(YOUR OBJECTIVE):
How many lines of the records below contain the string "brick"? Case matters, and the reply should be the number alone.

(LISTED ENTRIES):

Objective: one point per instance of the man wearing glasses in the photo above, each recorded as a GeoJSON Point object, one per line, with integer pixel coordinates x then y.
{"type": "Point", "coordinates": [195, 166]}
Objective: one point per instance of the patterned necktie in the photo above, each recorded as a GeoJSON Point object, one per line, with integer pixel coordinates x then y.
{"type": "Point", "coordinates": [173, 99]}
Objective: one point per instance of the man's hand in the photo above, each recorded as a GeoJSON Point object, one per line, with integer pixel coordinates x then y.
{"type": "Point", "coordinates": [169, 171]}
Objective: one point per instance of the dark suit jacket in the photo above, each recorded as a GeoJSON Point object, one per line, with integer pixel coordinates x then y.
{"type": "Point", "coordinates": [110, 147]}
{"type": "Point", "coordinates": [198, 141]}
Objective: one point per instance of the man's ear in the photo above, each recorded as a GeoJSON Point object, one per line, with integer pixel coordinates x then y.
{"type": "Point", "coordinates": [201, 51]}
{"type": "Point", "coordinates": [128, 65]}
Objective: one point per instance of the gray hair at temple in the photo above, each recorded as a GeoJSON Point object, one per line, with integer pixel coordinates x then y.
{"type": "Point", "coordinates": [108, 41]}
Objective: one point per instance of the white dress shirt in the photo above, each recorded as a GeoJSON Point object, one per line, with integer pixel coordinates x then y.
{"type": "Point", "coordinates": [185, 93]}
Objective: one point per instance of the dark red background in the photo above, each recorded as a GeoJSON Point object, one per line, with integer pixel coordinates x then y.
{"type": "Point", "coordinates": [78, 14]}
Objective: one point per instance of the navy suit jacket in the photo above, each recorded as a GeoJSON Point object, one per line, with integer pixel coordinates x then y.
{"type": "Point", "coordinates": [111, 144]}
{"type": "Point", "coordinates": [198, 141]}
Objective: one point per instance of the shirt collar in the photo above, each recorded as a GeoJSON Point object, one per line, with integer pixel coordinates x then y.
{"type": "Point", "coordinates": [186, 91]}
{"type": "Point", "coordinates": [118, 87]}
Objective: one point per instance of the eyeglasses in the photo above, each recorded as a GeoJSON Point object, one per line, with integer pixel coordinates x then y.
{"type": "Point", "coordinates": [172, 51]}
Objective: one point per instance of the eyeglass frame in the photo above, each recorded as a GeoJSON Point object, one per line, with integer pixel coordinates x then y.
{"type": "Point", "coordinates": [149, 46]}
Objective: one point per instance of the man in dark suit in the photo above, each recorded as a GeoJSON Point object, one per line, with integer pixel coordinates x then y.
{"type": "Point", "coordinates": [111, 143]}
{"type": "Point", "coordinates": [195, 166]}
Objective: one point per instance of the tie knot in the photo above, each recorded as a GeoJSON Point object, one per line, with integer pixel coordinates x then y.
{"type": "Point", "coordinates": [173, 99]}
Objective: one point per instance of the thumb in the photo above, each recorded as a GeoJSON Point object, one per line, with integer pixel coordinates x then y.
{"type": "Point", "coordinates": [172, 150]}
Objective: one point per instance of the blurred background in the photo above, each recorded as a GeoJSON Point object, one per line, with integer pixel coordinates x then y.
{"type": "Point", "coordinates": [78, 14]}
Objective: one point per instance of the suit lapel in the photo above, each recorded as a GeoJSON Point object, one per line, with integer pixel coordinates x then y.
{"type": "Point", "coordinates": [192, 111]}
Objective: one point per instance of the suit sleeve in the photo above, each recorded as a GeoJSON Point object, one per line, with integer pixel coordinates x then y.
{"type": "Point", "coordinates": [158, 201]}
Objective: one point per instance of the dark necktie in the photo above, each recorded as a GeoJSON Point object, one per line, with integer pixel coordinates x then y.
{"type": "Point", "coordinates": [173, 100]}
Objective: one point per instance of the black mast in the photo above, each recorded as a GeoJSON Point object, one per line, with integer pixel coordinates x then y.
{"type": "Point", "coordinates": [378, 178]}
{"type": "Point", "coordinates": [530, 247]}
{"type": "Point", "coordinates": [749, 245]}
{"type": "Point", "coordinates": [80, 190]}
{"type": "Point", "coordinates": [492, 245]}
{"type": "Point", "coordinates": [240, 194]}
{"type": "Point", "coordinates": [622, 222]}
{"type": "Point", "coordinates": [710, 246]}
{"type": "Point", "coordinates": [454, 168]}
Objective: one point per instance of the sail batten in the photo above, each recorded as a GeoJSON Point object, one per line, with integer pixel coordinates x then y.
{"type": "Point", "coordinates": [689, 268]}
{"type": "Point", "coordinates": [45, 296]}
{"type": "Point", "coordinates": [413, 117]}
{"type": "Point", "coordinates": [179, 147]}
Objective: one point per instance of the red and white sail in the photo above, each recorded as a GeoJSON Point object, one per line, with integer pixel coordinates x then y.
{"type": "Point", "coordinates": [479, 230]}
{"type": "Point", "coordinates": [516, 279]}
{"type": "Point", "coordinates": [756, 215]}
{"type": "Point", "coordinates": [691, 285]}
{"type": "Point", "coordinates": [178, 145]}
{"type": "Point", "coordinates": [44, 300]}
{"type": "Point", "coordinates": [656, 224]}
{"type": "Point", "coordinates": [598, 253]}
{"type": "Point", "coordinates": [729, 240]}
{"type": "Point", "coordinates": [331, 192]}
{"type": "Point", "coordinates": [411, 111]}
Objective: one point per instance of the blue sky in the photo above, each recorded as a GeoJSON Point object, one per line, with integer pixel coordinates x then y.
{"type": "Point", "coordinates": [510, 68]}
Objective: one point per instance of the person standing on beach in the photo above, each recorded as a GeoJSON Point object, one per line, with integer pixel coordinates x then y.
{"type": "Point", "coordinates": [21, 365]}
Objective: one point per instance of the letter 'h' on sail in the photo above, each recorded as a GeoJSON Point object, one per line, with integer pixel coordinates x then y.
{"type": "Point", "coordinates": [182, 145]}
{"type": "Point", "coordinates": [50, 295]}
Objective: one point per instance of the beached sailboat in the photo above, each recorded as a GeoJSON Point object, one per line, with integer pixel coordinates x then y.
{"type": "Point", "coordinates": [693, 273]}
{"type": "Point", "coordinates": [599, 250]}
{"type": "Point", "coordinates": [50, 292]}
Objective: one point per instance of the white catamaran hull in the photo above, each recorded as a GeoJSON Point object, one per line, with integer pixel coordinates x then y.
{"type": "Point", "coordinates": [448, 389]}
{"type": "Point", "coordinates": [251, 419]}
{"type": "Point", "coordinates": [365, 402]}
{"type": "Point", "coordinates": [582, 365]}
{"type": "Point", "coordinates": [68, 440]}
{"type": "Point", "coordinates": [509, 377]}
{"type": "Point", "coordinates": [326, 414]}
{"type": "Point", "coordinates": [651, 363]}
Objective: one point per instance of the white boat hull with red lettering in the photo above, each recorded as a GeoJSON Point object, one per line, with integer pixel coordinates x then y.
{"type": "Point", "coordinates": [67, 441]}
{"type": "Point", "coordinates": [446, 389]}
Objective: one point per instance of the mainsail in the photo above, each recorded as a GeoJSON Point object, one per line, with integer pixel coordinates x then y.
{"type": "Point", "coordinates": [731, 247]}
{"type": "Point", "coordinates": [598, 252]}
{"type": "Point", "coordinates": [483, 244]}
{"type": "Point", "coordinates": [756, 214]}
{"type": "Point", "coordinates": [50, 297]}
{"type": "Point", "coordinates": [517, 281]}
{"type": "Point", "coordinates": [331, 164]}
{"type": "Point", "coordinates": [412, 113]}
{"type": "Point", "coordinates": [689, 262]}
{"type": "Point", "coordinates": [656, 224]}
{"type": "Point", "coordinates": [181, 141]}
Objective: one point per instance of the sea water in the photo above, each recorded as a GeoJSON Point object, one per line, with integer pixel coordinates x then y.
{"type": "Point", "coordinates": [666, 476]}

==

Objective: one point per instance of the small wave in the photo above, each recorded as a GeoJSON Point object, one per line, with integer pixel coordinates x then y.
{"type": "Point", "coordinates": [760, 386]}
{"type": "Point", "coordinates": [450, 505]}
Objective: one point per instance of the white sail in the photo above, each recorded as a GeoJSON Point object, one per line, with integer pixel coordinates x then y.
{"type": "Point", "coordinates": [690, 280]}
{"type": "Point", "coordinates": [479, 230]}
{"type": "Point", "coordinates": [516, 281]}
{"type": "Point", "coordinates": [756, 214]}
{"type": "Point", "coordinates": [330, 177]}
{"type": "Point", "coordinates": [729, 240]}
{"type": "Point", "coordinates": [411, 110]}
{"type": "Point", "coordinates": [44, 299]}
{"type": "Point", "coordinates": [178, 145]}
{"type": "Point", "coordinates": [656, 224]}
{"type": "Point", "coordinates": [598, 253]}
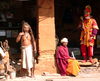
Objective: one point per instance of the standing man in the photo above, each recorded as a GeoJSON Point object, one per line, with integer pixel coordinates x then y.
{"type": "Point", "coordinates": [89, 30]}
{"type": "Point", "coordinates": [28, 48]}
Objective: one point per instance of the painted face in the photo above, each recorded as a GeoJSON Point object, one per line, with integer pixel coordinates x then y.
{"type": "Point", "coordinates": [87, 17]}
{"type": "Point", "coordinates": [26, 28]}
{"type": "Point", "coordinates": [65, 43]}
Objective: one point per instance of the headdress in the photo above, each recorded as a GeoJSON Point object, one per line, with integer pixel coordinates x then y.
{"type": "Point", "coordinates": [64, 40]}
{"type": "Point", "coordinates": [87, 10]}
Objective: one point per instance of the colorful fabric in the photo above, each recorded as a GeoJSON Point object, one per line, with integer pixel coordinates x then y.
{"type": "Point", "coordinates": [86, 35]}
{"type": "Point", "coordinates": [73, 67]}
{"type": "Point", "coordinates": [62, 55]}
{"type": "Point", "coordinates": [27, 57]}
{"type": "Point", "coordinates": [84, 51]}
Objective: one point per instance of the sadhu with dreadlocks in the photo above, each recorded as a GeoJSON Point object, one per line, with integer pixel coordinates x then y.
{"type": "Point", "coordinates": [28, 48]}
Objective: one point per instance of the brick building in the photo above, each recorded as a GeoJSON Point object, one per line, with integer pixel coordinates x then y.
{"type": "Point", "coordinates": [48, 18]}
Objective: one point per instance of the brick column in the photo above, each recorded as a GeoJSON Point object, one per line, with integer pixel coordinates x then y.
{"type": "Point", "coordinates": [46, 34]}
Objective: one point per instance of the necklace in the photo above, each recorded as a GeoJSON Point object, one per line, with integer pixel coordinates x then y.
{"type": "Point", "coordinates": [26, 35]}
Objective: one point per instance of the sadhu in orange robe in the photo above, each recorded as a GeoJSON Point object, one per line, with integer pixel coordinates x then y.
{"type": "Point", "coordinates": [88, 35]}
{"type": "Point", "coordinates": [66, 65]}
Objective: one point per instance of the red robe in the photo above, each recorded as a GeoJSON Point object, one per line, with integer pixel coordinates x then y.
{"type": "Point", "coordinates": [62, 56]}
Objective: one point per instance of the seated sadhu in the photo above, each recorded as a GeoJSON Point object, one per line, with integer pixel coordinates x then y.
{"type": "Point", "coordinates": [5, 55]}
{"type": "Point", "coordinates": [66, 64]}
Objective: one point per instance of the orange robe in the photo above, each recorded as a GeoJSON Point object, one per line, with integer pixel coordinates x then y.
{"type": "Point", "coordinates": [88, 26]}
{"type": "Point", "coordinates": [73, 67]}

==

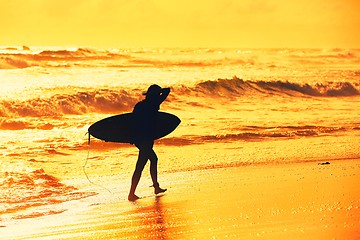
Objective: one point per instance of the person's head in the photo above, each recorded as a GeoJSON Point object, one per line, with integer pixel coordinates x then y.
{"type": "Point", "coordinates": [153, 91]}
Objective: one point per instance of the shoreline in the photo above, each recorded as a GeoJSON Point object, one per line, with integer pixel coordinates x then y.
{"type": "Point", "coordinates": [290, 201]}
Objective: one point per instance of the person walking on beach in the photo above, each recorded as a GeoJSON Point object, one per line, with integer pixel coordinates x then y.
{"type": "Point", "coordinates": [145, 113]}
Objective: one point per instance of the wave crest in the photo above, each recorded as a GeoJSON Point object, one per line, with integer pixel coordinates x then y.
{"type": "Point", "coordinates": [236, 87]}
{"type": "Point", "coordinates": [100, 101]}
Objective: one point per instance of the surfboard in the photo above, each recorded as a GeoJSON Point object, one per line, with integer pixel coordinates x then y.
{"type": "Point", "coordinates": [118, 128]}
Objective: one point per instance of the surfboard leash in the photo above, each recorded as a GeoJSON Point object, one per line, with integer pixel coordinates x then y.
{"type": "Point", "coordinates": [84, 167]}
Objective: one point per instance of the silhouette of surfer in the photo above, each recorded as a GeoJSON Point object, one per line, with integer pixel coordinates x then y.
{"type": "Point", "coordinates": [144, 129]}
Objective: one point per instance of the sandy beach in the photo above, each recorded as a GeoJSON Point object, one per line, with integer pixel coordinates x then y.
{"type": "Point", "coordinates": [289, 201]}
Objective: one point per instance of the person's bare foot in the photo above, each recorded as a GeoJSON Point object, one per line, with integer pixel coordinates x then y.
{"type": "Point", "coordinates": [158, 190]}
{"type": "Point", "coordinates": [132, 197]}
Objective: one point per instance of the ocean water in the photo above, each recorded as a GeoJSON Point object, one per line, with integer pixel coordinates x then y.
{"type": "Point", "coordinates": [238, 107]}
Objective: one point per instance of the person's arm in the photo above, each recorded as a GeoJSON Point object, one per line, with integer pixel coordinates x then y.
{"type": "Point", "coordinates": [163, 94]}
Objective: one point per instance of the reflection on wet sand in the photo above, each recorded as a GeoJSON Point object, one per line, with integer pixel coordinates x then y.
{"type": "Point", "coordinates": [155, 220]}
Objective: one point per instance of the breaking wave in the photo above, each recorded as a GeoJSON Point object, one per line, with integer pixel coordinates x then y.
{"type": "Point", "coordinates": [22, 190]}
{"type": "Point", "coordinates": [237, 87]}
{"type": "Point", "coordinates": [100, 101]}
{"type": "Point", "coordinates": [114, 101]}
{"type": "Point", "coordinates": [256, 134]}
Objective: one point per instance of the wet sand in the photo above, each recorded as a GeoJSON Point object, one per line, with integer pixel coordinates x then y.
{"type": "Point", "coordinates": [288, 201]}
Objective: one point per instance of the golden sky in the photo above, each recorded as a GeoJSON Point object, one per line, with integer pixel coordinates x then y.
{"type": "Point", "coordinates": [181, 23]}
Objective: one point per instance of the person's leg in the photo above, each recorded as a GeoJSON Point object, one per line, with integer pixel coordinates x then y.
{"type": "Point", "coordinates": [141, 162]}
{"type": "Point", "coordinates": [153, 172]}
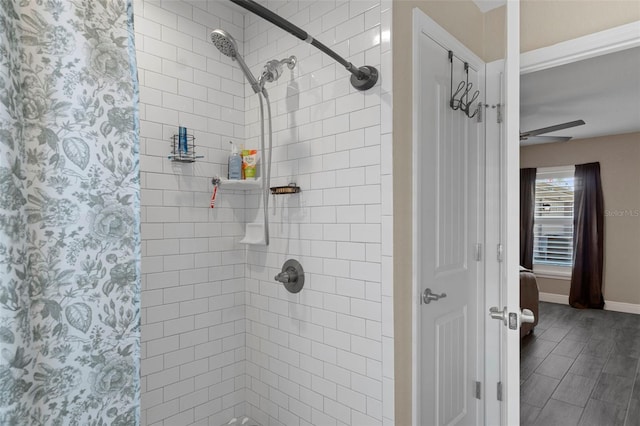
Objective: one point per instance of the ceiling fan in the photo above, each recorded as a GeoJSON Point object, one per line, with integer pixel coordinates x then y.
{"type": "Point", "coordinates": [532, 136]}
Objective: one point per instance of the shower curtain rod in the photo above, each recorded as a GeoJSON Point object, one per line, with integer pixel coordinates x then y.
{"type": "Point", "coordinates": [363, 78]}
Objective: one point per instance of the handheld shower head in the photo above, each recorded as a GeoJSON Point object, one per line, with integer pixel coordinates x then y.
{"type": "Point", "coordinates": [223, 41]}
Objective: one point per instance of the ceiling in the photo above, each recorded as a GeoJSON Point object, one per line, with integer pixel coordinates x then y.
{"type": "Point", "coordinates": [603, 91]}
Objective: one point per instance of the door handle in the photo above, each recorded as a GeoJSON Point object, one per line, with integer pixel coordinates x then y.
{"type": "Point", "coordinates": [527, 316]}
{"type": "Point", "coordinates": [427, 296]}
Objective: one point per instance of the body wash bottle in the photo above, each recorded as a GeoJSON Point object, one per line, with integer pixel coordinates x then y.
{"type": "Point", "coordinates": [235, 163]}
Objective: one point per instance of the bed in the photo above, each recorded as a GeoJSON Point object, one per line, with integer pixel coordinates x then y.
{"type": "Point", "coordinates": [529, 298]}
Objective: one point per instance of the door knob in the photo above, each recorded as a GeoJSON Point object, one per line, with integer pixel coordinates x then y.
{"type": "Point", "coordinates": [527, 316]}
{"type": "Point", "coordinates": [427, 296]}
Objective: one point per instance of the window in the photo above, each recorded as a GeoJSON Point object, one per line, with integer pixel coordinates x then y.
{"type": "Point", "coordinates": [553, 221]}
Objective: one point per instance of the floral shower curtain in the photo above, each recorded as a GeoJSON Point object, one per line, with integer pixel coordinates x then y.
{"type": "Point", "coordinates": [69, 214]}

(THE RESPONSE):
2